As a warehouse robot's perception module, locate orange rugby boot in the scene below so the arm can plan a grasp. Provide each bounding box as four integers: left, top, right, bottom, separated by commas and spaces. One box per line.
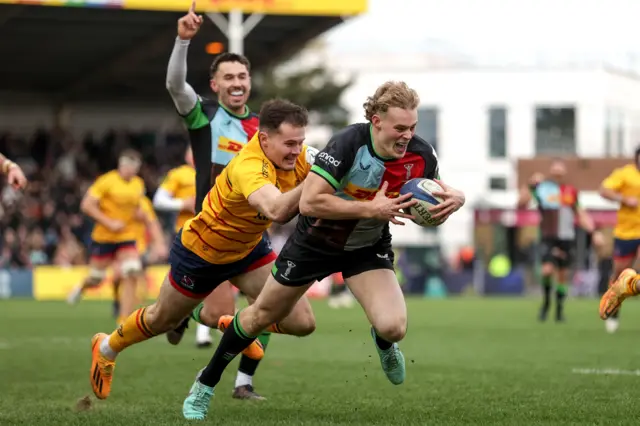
89, 333, 116, 399
600, 269, 637, 319
218, 315, 264, 361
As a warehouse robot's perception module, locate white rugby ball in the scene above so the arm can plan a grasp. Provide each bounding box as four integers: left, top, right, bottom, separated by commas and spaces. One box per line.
400, 178, 444, 227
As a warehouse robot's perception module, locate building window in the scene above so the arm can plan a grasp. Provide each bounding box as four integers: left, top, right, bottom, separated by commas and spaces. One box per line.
536, 107, 576, 155
489, 107, 507, 158
489, 176, 507, 191
416, 107, 440, 156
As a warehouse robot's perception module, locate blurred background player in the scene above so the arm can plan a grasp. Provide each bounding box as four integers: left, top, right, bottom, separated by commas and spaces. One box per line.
68, 149, 146, 322
90, 100, 315, 399
0, 154, 27, 189
153, 147, 212, 347
166, 1, 269, 399
518, 160, 603, 322
113, 196, 167, 324
600, 147, 640, 333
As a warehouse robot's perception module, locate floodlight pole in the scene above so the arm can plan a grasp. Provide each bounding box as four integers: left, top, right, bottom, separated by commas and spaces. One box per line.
206, 9, 264, 55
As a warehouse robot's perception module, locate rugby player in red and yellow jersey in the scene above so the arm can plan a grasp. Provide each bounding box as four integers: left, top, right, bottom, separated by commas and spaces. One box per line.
113, 196, 167, 324
153, 147, 196, 233
90, 100, 315, 399
68, 150, 145, 322
600, 148, 640, 333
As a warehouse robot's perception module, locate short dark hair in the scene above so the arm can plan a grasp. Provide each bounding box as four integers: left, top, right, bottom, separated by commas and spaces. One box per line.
119, 148, 142, 161
260, 99, 309, 132
209, 52, 251, 78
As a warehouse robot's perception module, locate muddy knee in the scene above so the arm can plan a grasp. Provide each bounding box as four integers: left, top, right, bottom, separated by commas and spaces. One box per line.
145, 303, 184, 334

==========

- Directions
Turn the material above into a Markdown table with two columns, Row and Line, where each non-blank line gets its own row and a sequential number. Leave the picture out.

- Worked solution
| Row | Line |
|---|---|
| 1 | As a warehouse robot's perception module, locate orange rugby boot in the scene below so the arm can plan a grasp. Provide each bounding box as four integers: left, top, right, bottom, separated by commas and spaces. One box per line. |
| 2 | 89, 333, 116, 399 |
| 3 | 600, 269, 637, 319 |
| 4 | 218, 315, 264, 361 |
| 5 | As a warehouse robot's perception module, locate white rugby ball in the scene above so the arm can plan a grasp. Provide each bounding box as four integers: left, top, right, bottom, separated by commas and spaces. One box per line. |
| 6 | 400, 178, 444, 227 |
| 7 | As a warehouse robot's perception module, locate building window in the scene above so the arm can plan a grasp. Provide each bounding box as four integers: left, top, right, bottom, separated by commas and spaces. One box per line. |
| 8 | 536, 107, 576, 155 |
| 9 | 489, 107, 507, 158 |
| 10 | 489, 176, 507, 191 |
| 11 | 416, 107, 440, 156 |
| 12 | As a warehouse robot's perception module, locate blurred background player in the scene above so the arm can plan a grasp. Provide each bounding box as four integers: left, top, right, bottom, separated by commas and spaces. One box per line. |
| 13 | 68, 149, 146, 322 |
| 14 | 90, 100, 315, 399 |
| 15 | 0, 154, 27, 189 |
| 16 | 153, 147, 212, 347 |
| 17 | 166, 1, 269, 399 |
| 18 | 518, 160, 603, 322 |
| 19 | 113, 196, 167, 324 |
| 20 | 600, 147, 640, 333 |
| 21 | As a warehouse robot's perception module, locate floodlight pole in the scene above so the arm can plan a grasp. Provide each bounding box as four integers: left, top, right, bottom, separated by commas and spaces. One box per line. |
| 22 | 206, 9, 264, 55 |
| 23 | As a warehouse robot's perception module, locate rugby player in red and yellow jersey in the scene above so the arm can plan a grasp. Provide each bounding box as four integers: left, top, right, bottom, separated by commas and spaces. One box per line. |
| 24 | 113, 196, 167, 324 |
| 25 | 153, 147, 196, 233 |
| 26 | 90, 100, 315, 399 |
| 27 | 68, 150, 145, 322 |
| 28 | 600, 148, 640, 333 |
| 29 | As a warehouse robot's perception module, locate short dark hair in the scene above so the arm can plan a grasp. Provide each bounding box as four integers: left, top, right, bottom, separated by commas and spaces. One box per line. |
| 30 | 119, 148, 142, 161 |
| 31 | 260, 99, 309, 132 |
| 32 | 209, 52, 251, 78 |
| 33 | As a warehouse robot's perception module, locate muddy knee in the scene above so the arm can plan a grasp. Provide each bounding box as four integers: left, top, right, bottom, separated by commas and spaces. One box per line. |
| 34 | 145, 303, 184, 334 |